/---

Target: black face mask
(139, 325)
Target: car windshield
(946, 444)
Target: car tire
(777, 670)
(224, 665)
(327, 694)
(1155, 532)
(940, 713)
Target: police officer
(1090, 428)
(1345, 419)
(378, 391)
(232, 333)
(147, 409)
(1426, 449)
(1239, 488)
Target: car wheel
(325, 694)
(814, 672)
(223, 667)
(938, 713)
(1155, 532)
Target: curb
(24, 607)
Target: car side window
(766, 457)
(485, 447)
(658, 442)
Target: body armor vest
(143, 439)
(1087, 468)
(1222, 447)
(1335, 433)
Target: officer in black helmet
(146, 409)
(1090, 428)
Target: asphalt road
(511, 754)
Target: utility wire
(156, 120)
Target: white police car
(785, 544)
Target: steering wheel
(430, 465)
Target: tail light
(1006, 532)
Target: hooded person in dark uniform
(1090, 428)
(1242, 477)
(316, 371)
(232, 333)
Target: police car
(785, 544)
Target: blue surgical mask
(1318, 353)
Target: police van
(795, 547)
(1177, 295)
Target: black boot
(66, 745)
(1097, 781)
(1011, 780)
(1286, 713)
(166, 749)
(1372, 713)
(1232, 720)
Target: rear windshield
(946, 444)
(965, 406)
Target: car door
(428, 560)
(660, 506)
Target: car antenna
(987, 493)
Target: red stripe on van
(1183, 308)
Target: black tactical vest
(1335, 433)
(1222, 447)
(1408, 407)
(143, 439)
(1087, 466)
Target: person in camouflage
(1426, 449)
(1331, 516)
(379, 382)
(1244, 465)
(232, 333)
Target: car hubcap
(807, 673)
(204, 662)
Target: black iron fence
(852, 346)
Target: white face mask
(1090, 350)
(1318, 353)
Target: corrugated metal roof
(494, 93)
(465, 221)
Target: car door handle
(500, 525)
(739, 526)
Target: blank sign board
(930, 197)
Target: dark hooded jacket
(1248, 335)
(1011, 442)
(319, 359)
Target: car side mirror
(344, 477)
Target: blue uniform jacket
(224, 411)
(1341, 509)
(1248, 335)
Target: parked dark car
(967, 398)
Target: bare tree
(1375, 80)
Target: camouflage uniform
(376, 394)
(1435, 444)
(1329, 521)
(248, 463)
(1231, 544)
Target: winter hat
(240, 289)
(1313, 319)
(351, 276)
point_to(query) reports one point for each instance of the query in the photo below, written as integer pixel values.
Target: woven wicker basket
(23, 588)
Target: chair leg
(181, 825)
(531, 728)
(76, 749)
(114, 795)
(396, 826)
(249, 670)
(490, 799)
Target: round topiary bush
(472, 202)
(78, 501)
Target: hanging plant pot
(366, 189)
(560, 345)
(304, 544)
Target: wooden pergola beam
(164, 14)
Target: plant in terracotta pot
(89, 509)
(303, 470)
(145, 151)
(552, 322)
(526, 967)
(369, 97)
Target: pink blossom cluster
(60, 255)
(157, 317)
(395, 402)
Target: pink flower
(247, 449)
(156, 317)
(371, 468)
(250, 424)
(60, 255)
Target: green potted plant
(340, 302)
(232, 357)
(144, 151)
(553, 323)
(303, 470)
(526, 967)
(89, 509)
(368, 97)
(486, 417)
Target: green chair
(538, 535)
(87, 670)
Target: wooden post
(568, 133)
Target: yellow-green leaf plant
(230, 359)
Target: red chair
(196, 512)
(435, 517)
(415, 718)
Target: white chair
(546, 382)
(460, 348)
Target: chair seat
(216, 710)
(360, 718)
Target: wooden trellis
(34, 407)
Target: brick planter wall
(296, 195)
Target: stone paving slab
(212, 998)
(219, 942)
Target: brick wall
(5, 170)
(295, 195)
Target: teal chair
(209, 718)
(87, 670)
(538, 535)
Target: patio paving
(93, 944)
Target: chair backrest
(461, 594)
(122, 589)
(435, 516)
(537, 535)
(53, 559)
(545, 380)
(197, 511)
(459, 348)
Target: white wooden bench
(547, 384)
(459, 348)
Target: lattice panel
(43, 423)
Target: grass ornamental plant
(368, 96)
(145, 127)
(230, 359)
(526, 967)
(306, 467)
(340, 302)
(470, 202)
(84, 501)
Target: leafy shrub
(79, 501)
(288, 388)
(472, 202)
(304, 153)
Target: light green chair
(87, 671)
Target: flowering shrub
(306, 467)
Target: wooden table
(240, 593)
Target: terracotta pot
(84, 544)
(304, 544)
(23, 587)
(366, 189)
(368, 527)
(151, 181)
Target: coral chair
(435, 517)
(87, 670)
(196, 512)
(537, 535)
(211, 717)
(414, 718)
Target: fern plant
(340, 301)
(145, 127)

\---
/---

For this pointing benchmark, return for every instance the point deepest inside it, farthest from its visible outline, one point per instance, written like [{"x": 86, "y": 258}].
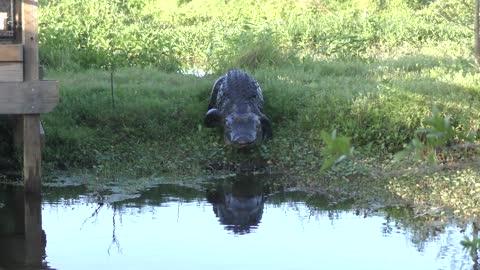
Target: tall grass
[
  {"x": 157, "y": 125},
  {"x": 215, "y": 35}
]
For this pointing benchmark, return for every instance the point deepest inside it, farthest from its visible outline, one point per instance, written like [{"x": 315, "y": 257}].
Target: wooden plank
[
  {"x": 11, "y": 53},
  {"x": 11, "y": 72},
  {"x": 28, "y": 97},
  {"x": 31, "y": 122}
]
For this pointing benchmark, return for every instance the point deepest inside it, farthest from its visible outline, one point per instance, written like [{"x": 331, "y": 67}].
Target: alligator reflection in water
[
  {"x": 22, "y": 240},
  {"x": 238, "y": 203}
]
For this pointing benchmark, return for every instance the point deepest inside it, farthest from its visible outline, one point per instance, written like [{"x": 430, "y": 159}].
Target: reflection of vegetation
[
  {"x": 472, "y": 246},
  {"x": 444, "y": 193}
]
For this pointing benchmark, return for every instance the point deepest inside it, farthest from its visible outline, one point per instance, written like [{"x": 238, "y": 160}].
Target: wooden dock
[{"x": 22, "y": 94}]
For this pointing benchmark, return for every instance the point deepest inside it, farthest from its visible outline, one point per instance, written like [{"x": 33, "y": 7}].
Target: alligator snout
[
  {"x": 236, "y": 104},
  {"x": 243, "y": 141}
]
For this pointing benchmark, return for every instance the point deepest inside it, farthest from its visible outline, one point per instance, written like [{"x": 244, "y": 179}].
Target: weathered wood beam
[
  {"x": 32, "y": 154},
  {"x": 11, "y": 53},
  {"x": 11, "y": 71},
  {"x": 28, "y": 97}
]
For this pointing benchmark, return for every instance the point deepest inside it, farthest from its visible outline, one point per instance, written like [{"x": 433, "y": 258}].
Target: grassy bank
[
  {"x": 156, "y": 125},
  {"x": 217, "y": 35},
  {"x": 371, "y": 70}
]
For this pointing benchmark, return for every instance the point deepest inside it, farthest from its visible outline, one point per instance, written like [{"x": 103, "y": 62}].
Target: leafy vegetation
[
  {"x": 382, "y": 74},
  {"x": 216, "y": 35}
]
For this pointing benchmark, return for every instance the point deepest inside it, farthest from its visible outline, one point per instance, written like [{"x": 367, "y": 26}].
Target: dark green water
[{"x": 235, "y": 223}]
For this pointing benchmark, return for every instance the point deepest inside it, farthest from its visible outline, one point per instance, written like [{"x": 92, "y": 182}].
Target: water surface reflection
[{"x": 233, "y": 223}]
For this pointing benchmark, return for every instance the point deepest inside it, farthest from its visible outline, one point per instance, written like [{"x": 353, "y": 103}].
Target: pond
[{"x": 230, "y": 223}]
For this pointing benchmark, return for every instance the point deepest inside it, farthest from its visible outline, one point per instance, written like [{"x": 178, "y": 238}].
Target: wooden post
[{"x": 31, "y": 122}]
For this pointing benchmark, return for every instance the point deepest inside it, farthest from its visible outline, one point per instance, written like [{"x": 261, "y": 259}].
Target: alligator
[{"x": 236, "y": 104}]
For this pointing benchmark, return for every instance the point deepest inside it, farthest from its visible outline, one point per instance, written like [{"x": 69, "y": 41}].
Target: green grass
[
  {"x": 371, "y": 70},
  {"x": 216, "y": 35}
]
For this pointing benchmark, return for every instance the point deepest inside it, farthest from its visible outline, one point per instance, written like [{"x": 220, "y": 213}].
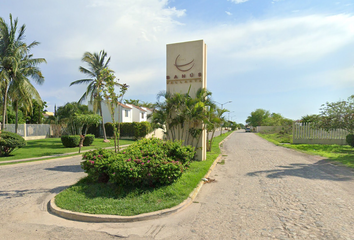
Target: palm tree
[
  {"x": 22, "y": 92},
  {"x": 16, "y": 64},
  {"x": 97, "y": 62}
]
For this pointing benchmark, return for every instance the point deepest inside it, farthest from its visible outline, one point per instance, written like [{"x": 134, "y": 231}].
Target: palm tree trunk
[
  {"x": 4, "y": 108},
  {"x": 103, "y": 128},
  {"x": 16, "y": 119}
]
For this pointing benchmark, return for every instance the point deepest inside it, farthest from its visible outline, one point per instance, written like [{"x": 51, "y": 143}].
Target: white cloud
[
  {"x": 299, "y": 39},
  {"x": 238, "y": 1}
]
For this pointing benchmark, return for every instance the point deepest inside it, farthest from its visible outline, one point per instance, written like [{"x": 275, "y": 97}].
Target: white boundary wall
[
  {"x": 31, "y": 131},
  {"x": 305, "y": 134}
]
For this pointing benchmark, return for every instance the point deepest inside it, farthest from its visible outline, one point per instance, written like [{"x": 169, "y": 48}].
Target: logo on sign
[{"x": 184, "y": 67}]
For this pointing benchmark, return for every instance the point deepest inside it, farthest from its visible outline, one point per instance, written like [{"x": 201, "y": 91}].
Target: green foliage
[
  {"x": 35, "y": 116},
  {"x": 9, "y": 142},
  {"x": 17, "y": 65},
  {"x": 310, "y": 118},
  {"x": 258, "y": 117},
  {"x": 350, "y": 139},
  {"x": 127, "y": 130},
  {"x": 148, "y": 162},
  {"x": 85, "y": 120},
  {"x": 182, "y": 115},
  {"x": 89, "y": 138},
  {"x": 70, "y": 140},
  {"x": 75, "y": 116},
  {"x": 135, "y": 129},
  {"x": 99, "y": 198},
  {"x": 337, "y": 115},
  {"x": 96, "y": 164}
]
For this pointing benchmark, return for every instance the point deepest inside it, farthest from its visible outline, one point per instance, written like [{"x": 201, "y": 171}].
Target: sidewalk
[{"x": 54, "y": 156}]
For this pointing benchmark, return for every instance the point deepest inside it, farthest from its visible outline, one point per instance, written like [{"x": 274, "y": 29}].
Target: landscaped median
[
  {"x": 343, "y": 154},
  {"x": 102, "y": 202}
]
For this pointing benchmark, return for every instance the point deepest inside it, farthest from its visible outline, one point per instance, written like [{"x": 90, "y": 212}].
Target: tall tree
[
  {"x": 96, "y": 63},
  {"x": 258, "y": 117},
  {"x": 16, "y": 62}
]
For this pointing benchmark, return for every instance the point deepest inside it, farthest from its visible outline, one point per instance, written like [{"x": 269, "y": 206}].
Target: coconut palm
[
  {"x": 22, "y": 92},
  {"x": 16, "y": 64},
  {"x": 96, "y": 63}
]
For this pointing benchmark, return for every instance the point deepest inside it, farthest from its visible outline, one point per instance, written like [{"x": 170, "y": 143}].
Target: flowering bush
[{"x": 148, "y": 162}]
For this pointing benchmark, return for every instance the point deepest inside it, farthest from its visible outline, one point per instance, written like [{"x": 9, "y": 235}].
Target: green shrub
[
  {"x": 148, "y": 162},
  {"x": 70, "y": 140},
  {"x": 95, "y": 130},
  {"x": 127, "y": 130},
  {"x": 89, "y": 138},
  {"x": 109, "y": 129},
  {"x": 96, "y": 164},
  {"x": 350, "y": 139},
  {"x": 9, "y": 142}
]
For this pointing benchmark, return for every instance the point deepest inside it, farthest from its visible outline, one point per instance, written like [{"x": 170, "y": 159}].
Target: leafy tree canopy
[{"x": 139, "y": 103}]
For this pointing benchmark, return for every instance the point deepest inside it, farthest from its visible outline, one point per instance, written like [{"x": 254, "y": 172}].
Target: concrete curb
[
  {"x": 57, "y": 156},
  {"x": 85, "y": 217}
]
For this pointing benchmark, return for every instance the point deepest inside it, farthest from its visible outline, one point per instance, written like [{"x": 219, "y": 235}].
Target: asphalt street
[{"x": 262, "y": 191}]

\---

▶ _EXERCISE PROMPT_
Which lines of the material above contain the word "vest"? Copy out each of them.

▶ _WRITTEN SOLUTION_
Target: body armor vest
Target: black tactical vest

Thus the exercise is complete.